*Reading passage*:
○ ○ ○ ○ ○

Permissions: drwxr-xr-x (readable and executable by all users, writable by root).

Mapping unknown infrastructure 🗺️🤔

Objectives:

Map the Internal ProLUG Network (192.168.200.0/24):
Map the network from one of the rocky nodes.
Using a template that you build or find from the internet
Provide a 1 page summary of what you find in the network.

Approach 🤔

A briefing on the infra. 🔍🖥️

Het’ server is unique to me. He uses an injest system that makes a jump to the actual server for security purposes. Within the main server we have a warewulf managed cluster running a series of Rocky Linux VM’s. ⛰

Since we will be doing this from one of the Rocky Nodes within the system, the jump server will not be an issue I recon. 🤔

Mapping Strategy 📍🗺️

So I shouldn’t just pop into the server and go willy nilly with scanning commands. This sever is managed by someone who understands security. So it is best to do some Dead Reckoning beforehand.

The Basic Commands ⌨️

Mapping the remote servers open ports with nmap. nmap stands for Network Mapper. A quick perusal of the man page states it is an exploration tool and security / port scanner. It was designed to rapidly scan large networks. Nmap uses raw IP packets in novel ways to determine what hosts are available on the network, what services (application name and version) those hosts are offering, what operating systems (and OS versions) they are running, what type of packet filters/firewalls are in use, and dozens of other characteristics.

In order to Map the network I am going to use the ip address for the argument/target of the nmap command.

○ ○ ○ ○ ○

*Given data*:
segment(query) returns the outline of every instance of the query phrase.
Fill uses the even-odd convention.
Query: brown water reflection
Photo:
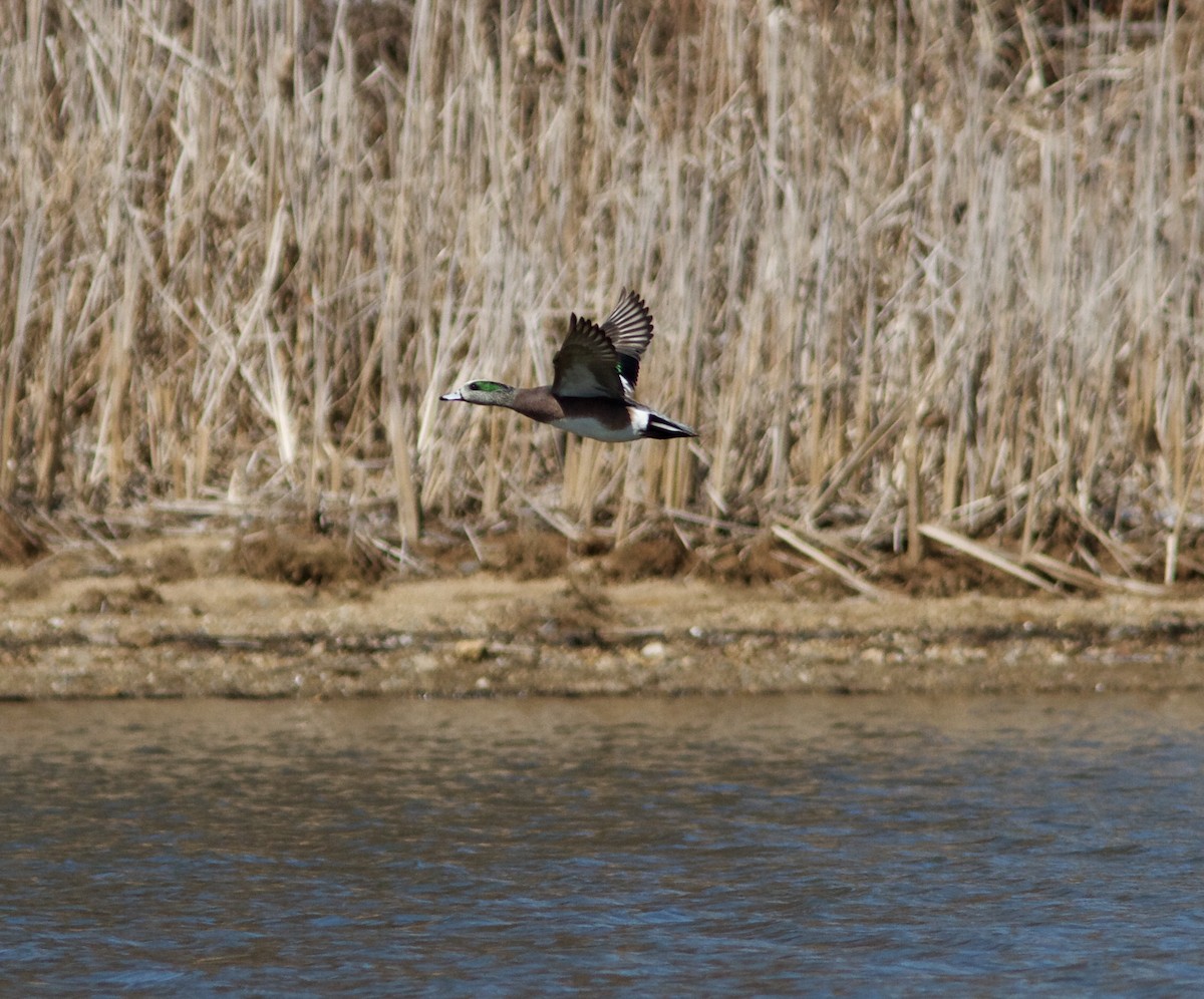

○ ○ ○ ○ ○

*Exercises to complete*:
1. According to the network-mapping write-up, what does the name nmap stand for?
2. Copy the passage of the network-mapping write-up that begins at the words "Permissions: drwxr-xr-x (readable" and stops after "the rocky nodes.".
Work only from the network-mapping write-up and leave the material aside.

*Solutions to the exercise*:
1. Network Mapper.

2.
Permissions: drwxr-xr-x (readable and executable by all users, writable by root).

Mapping unknown infrastructure 🗺️🤔

Objectives:

Map the Internal ProLUG Network (192.168.200.0/24):
Map the network from one of the rocky nodes.